[Records of labeled boxes]
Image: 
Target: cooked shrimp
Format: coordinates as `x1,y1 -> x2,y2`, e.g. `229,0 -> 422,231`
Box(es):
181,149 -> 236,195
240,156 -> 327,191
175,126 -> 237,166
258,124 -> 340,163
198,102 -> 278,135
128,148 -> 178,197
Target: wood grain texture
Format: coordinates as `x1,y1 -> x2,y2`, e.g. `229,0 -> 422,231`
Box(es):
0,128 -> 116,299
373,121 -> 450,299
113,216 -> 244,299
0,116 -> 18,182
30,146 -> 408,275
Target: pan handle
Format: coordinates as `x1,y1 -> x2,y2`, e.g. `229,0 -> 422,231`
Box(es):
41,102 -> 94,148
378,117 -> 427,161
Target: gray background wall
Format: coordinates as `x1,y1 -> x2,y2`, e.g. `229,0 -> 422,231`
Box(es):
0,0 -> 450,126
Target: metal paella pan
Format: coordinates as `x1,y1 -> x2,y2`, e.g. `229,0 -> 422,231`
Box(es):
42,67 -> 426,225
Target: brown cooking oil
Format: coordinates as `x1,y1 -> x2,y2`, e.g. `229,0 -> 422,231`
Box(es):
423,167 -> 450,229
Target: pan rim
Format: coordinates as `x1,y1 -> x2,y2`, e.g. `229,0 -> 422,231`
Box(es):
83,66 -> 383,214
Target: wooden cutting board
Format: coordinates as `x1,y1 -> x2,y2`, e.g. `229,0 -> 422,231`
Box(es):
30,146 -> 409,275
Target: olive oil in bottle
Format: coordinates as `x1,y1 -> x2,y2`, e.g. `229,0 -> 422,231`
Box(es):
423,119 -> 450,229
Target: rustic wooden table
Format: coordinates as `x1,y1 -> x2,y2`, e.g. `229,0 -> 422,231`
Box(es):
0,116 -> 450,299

What is asked
Please give the records from the line with "Target: brown cooking oil" through the end of the records as a two-column CSV with columns "text" and "answer", one row per record. Put each record's text and its answer in a single quoted field, with line breaks turned into spaces.

Solution
text,answer
"Target: brown cooking oil Format: coordinates as `x1,y1 -> x2,y2`, e.g. `229,0 -> 422,231` Box(es):","423,167 -> 450,229"
"Target: pan rim Format: coordinates as `x1,y1 -> x2,y2`, e.g. `229,0 -> 422,231` Box(es):","83,66 -> 383,214"
"Target: wooden cutting board Format: coordinates as `x1,y1 -> x2,y2`, e.g. `229,0 -> 422,231` Box(es):","30,146 -> 409,275"
"Target: olive oil in bottle Format: coordinates as `x1,y1 -> x2,y2`, e.g. `229,0 -> 422,231` Box(es):","423,119 -> 450,229"
"Target: rustic wooden table Format: coordinates as `x1,y1 -> x2,y2`, e.g. `229,0 -> 422,231` Box(es):","0,116 -> 450,299"